— start of RECORDS TO USE —
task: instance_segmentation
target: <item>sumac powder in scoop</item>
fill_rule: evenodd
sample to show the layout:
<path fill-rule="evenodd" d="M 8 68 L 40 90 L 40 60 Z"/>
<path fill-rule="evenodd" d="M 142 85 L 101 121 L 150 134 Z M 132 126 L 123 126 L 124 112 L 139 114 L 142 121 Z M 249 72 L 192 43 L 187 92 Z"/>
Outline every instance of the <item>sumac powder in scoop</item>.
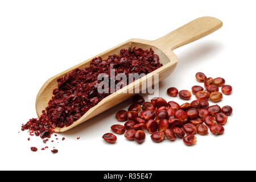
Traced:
— end of RECORDS TO USE —
— start of RECORDS TO USE —
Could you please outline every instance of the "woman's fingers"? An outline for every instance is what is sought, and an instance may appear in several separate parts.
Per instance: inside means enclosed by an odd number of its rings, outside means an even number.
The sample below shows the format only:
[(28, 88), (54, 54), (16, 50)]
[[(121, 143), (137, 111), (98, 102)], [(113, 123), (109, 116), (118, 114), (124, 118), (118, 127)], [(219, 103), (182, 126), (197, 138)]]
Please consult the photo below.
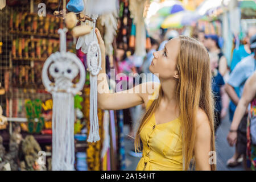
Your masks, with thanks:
— end of RECORDS TO USE —
— start of RECORDS TO USE —
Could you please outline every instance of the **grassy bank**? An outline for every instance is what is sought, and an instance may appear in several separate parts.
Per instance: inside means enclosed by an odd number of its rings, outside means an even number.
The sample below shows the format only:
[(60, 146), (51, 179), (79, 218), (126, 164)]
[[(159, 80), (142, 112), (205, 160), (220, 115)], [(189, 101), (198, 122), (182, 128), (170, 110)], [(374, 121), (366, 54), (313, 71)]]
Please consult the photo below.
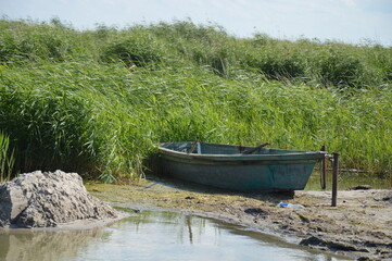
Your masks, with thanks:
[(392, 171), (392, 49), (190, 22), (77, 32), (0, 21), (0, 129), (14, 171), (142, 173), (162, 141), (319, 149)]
— end of RECORDS TO USE —
Locate every line in the items above that contains the string "path", and copy each of those lines. Matching is case-sensitive.

<path fill-rule="evenodd" d="M 8 68 L 40 90 L 40 60 Z"/>
<path fill-rule="evenodd" d="M 142 85 L 101 121 L 150 134 Z M 132 126 L 123 126 L 124 112 L 139 114 L 142 121 Z M 249 72 L 192 43 L 187 92 Z"/>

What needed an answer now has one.